• _REQUIRED ACTION_: In the records below, find the lines that include the string "point" and report how many there are, nothing else.
** EXERCISE INPUTS follows **
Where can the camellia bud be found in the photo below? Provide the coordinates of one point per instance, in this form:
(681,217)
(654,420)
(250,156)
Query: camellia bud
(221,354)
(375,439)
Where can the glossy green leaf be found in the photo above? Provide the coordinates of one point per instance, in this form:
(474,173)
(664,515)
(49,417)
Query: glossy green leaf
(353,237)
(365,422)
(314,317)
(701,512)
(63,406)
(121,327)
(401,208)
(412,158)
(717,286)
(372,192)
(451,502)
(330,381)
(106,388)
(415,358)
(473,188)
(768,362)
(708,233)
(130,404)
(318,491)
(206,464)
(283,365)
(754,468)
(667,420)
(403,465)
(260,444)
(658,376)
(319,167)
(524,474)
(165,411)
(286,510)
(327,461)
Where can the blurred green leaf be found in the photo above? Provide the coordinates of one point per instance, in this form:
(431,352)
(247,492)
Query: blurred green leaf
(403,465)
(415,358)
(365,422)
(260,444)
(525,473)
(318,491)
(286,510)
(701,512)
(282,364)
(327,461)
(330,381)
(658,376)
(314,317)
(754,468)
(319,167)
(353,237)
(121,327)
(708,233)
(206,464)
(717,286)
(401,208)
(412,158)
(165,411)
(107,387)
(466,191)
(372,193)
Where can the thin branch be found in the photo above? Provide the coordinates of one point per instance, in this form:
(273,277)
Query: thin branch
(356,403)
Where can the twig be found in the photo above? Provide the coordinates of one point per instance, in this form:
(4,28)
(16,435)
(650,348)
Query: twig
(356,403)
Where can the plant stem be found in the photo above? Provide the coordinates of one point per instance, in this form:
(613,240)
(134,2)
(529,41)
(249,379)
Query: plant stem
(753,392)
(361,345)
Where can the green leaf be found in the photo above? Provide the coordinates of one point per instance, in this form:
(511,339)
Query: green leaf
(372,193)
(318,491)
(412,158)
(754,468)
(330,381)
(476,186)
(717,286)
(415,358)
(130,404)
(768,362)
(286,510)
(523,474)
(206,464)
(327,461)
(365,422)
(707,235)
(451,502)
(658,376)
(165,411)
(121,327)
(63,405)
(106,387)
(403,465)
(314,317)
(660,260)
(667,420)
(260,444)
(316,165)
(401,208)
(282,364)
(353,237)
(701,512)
** End of EXERCISE INPUTS **
• _PROBLEM SOLUTION_: 7